--- start of Dataset records ---
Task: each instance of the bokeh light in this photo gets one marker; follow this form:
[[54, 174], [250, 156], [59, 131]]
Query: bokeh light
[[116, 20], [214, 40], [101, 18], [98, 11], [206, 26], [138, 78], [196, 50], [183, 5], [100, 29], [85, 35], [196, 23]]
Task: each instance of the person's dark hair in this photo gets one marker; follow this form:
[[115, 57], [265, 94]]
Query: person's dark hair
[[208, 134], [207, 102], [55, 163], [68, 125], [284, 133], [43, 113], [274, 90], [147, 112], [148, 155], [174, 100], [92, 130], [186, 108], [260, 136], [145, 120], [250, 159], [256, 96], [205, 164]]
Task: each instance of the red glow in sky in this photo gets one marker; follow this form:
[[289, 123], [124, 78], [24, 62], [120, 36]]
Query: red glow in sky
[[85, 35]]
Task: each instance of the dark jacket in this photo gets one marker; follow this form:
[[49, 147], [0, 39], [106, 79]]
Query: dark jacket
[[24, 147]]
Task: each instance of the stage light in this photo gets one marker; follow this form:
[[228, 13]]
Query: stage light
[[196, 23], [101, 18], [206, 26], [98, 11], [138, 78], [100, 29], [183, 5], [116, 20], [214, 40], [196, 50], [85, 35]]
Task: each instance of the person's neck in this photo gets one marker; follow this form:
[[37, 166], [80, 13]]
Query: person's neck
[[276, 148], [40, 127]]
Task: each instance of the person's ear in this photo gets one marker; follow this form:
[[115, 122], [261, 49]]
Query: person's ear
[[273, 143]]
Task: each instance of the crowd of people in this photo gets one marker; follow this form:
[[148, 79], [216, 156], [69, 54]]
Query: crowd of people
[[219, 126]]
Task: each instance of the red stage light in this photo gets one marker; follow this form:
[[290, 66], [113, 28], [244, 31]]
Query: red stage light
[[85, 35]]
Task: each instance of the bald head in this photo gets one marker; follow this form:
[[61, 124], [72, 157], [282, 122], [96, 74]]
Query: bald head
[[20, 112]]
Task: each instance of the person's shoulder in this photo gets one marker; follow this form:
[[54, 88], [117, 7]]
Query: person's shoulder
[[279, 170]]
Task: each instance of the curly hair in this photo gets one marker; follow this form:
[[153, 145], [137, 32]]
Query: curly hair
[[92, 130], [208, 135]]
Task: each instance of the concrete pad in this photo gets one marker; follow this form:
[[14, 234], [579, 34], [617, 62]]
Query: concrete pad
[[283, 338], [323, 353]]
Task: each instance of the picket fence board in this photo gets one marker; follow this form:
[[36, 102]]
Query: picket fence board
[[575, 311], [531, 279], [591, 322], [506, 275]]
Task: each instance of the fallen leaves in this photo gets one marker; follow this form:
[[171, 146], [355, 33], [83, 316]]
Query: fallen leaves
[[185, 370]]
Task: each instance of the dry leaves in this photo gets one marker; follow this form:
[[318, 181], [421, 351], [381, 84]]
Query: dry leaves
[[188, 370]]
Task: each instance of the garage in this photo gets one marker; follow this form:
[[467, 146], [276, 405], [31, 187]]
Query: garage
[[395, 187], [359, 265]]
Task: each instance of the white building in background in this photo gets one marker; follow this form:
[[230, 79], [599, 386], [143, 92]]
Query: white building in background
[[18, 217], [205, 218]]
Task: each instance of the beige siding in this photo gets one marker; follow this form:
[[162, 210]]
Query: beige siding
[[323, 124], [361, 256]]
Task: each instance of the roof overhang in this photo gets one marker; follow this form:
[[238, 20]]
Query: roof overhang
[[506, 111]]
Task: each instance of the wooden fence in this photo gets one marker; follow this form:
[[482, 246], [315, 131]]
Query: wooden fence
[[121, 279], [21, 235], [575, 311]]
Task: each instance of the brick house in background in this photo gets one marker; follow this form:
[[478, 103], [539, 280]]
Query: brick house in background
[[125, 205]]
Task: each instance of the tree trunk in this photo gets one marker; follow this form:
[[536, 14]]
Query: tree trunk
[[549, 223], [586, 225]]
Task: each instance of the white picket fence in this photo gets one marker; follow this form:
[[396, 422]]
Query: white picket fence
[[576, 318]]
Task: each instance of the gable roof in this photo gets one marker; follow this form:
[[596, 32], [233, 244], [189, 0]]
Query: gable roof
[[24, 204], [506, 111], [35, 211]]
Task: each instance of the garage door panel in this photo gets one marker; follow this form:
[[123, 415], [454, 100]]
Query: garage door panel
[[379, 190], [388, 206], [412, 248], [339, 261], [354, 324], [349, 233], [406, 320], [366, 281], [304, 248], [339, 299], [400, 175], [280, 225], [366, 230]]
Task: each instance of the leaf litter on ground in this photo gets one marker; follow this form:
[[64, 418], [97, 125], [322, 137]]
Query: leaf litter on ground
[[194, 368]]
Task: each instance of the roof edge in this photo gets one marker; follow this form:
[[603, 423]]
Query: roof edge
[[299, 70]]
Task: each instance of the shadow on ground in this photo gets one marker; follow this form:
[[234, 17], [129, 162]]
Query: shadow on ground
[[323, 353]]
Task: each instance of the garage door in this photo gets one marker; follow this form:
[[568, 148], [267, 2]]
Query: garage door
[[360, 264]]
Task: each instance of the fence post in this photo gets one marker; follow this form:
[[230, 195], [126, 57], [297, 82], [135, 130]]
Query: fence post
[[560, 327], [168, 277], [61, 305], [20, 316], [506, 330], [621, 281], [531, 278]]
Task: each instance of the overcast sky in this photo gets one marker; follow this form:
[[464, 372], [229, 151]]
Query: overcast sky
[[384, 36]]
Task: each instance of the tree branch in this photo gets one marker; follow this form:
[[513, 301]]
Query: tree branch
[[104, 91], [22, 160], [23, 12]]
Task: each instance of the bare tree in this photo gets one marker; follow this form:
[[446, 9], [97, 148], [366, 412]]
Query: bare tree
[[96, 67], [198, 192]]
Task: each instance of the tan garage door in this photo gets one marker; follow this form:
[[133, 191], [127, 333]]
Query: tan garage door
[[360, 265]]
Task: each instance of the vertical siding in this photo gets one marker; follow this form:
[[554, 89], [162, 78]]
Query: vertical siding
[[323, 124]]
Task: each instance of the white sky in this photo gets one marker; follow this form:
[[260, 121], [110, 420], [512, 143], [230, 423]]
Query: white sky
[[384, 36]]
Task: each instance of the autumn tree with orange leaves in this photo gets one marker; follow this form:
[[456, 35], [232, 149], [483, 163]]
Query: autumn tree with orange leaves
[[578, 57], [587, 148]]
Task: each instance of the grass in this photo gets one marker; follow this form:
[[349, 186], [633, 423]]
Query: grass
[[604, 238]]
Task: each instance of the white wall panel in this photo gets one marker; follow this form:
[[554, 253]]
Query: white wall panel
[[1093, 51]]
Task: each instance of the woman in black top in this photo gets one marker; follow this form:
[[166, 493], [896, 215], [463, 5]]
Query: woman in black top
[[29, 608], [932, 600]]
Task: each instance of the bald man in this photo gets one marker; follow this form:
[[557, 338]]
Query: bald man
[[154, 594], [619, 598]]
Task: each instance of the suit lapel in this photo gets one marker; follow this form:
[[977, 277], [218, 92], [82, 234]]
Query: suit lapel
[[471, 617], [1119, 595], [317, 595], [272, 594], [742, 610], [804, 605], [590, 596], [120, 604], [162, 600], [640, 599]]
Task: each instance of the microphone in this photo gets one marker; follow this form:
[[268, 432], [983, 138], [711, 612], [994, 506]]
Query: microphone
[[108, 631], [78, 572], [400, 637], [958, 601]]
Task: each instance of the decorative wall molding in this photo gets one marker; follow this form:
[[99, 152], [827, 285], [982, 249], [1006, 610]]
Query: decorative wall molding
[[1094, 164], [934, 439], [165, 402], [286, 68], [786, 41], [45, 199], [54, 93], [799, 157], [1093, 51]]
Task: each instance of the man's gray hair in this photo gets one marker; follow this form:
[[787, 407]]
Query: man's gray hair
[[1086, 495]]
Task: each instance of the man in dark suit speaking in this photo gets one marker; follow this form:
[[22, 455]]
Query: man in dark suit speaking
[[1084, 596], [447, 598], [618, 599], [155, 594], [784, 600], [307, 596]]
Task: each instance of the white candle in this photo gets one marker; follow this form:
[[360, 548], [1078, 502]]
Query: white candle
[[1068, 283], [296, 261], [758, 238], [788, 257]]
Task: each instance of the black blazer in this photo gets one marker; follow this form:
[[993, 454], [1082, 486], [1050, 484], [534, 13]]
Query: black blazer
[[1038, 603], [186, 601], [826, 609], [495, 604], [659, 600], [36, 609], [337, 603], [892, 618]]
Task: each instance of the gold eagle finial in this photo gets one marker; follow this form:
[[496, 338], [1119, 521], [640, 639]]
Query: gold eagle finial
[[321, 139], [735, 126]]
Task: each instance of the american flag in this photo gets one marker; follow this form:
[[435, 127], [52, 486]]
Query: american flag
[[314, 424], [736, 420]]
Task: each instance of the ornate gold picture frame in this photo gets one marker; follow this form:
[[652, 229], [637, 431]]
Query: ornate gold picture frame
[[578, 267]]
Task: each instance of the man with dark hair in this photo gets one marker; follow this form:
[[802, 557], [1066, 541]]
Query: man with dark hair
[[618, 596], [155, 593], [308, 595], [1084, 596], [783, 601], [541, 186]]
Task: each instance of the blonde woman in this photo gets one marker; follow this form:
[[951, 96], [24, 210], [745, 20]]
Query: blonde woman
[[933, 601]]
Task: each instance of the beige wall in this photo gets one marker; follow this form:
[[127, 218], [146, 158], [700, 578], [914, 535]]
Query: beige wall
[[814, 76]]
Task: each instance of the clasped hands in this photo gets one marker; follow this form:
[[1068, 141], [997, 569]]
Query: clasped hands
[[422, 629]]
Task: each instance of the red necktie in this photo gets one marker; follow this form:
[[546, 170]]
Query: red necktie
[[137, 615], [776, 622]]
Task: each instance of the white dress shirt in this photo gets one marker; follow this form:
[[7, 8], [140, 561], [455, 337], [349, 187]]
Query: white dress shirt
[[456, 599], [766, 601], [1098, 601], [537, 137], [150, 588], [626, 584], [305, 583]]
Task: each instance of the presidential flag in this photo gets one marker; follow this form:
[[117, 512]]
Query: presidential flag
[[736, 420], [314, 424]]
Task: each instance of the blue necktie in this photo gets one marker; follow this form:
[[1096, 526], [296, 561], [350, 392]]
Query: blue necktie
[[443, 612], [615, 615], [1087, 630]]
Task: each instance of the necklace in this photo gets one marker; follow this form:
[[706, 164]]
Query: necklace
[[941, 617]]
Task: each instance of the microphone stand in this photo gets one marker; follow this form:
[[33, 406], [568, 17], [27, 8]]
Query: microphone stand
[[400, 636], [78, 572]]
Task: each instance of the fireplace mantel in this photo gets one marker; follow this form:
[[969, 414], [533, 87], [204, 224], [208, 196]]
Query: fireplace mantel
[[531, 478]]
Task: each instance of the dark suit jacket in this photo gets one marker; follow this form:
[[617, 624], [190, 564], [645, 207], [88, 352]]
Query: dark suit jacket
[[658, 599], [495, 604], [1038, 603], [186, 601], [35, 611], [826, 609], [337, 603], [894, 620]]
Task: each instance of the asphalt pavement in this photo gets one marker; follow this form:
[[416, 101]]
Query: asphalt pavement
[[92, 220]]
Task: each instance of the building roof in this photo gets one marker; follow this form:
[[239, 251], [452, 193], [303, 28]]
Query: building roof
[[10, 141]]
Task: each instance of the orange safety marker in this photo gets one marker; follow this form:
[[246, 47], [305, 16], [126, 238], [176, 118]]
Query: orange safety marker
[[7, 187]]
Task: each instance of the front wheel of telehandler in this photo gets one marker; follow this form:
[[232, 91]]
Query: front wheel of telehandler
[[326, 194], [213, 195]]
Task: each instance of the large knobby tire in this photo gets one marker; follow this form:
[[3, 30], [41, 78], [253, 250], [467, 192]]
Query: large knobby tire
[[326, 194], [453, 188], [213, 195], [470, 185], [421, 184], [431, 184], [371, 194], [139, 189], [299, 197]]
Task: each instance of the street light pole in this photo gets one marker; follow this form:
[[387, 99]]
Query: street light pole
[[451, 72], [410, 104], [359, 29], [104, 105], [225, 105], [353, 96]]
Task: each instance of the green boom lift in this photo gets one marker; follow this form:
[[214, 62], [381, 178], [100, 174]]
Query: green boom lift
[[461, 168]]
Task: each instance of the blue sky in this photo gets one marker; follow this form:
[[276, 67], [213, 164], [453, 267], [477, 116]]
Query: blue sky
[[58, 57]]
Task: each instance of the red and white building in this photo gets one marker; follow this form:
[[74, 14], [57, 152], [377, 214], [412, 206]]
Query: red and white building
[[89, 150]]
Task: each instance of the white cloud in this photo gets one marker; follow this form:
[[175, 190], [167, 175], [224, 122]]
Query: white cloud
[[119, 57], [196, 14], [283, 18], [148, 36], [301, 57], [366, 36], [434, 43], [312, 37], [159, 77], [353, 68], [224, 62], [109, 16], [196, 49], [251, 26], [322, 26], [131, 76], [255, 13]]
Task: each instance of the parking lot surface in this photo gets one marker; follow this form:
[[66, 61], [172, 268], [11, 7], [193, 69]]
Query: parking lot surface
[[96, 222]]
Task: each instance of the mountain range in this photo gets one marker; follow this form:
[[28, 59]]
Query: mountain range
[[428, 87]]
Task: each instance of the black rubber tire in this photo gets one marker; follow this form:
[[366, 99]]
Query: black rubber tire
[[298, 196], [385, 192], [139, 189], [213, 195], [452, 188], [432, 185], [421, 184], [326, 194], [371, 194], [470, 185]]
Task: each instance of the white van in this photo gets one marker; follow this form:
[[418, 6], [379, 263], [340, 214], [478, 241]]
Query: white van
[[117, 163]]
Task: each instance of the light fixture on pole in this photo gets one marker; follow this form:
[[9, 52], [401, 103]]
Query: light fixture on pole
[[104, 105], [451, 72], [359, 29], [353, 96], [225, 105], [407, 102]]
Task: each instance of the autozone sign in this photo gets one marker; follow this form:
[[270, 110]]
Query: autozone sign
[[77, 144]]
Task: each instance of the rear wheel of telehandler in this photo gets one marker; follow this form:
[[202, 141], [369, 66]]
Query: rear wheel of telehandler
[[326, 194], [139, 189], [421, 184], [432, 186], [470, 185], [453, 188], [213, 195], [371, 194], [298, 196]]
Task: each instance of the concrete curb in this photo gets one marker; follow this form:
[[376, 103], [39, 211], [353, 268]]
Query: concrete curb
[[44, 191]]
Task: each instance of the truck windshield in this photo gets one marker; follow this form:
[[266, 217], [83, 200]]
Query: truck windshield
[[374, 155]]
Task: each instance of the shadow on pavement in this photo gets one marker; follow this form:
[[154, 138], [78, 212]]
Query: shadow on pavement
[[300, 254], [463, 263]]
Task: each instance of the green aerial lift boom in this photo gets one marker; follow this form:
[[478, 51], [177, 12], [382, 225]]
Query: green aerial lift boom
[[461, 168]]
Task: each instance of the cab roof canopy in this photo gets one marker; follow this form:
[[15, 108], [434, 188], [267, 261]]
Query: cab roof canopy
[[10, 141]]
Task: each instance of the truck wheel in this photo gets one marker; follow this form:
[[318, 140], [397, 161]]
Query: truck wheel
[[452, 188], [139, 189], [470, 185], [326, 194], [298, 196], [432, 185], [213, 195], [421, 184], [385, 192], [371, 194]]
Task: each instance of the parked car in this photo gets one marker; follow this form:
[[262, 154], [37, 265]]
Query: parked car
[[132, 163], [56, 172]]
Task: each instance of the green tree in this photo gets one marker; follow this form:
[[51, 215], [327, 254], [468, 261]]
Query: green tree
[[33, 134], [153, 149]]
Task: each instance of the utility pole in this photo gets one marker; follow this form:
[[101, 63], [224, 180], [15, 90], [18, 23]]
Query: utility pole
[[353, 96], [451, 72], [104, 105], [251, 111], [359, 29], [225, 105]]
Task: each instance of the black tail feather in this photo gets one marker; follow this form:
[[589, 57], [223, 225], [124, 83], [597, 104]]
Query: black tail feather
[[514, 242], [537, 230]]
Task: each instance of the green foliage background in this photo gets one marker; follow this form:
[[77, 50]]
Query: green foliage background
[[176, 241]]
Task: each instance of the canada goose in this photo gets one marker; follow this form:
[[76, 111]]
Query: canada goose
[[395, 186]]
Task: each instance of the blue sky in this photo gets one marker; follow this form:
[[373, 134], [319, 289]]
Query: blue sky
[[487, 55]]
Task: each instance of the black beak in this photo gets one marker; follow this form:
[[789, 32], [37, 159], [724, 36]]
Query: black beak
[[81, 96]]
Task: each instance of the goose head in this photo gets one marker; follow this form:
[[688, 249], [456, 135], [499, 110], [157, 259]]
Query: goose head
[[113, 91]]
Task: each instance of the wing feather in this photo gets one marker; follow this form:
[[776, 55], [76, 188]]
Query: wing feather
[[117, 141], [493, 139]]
--- end of Dataset records ---
§ The task
Lay out the items from the line containing "Task: each instance of the goose" through the final line, both ends included, as a JSON list of strings, one string per line, omitting blank lines.

§ Response
[
  "Task: each instance of the goose head in this photo gets one marker; follow this form:",
  "[[688, 249], [456, 135], [499, 110], [157, 259]]",
  "Query: goose head",
  "[[113, 91]]",
  "Task: each instance of the wing feather in this photo gets one marker; follow this form:",
  "[[776, 55], [76, 188]]",
  "Query: wing feather",
  "[[117, 141], [493, 139]]"
]